Assigned task
If a line in the entries below contains "exposed", copy it.

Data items
▽

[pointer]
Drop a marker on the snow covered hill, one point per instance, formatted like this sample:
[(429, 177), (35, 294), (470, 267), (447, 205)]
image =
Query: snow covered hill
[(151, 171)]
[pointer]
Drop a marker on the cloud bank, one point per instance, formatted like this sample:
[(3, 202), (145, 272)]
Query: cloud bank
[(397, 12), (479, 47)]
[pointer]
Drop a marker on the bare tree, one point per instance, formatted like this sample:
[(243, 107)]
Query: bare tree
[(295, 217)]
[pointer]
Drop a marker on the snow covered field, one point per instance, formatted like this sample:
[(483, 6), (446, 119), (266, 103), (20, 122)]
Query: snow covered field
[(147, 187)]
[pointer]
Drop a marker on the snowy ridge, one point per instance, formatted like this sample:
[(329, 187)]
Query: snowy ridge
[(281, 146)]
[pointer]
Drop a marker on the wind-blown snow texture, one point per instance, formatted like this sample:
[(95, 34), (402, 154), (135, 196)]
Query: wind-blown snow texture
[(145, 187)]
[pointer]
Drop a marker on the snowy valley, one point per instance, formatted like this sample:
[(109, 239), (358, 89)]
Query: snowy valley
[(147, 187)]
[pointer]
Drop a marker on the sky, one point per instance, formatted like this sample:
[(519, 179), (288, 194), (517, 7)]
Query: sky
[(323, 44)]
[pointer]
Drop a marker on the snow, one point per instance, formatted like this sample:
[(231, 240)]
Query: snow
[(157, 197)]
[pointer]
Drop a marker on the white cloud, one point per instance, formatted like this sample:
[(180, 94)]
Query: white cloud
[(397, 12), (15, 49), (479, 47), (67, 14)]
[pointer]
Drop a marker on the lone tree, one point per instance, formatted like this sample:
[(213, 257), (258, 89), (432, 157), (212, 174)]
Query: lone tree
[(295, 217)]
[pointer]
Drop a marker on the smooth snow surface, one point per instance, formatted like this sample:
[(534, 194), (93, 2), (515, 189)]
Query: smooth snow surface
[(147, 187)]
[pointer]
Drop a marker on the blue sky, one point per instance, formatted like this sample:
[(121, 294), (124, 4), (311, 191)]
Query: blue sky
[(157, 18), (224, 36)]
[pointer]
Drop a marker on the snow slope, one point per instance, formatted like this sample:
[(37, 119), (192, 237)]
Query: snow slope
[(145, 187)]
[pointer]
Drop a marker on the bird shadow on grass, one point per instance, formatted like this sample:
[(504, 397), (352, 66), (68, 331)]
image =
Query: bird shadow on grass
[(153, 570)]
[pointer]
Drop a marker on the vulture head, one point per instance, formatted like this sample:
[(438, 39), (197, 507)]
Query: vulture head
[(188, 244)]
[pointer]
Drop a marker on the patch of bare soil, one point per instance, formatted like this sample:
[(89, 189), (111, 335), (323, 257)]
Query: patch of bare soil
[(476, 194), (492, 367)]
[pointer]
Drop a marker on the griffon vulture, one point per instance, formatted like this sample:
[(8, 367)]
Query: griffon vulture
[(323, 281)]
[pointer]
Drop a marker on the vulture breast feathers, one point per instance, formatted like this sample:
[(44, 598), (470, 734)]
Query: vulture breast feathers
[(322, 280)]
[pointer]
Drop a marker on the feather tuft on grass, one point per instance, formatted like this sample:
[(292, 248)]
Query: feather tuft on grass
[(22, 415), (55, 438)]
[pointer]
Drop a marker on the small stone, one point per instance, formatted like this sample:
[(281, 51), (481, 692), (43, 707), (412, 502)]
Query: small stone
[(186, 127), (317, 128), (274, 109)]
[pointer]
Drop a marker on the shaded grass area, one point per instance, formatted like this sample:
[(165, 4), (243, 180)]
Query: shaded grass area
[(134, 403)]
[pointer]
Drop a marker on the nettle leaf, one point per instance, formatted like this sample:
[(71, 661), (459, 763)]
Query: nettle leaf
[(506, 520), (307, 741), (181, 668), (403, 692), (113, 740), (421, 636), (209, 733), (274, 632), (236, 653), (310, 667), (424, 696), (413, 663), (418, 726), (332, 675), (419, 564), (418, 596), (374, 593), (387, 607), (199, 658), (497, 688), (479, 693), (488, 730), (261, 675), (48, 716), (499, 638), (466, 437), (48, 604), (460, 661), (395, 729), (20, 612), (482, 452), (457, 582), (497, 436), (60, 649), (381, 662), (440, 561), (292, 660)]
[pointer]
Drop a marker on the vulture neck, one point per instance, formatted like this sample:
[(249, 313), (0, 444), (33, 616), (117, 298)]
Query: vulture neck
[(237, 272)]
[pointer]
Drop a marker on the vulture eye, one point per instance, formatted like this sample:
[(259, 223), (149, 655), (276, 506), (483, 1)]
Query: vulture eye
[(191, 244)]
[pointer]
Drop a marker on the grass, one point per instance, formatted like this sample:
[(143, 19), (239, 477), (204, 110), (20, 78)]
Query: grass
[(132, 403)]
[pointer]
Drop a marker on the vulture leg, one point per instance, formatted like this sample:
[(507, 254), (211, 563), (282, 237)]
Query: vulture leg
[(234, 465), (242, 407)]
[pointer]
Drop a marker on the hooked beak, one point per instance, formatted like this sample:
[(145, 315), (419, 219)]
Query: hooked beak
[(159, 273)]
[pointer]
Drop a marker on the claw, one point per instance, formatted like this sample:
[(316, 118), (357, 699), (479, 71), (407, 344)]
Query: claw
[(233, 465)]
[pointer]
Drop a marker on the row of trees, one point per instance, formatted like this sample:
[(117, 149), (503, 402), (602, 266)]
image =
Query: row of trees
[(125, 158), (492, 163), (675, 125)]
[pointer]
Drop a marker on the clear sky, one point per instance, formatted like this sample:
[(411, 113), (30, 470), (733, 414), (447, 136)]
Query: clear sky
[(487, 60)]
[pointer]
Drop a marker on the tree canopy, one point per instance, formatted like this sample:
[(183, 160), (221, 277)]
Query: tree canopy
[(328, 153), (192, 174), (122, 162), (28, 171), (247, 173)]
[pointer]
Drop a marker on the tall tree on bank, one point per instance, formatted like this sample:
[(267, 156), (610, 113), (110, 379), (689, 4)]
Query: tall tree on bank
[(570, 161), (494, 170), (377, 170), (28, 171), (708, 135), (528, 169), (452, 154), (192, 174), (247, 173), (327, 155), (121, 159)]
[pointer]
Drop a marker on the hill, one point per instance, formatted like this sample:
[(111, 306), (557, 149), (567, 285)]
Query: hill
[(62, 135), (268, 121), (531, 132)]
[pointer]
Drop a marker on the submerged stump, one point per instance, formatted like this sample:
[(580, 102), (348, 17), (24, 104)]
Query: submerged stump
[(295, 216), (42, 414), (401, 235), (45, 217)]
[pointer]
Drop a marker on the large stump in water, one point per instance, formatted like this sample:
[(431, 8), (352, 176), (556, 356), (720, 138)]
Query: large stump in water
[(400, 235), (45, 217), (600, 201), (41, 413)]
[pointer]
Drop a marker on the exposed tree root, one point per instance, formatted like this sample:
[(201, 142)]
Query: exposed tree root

△

Output for this exercise
Drop a marker on the exposed tree root, one point per instance, formatted like this sample:
Query: exposed tree root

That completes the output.